- [AIM]
Extract every item below and reproduce each of its lines word for word.

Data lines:
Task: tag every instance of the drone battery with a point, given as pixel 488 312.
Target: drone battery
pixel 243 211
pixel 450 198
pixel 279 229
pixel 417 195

- [SOLUTION BELOW]
Task: tag every instance of the drone battery with a point, given as pixel 488 312.
Target: drone battery
pixel 243 211
pixel 450 198
pixel 279 229
pixel 417 195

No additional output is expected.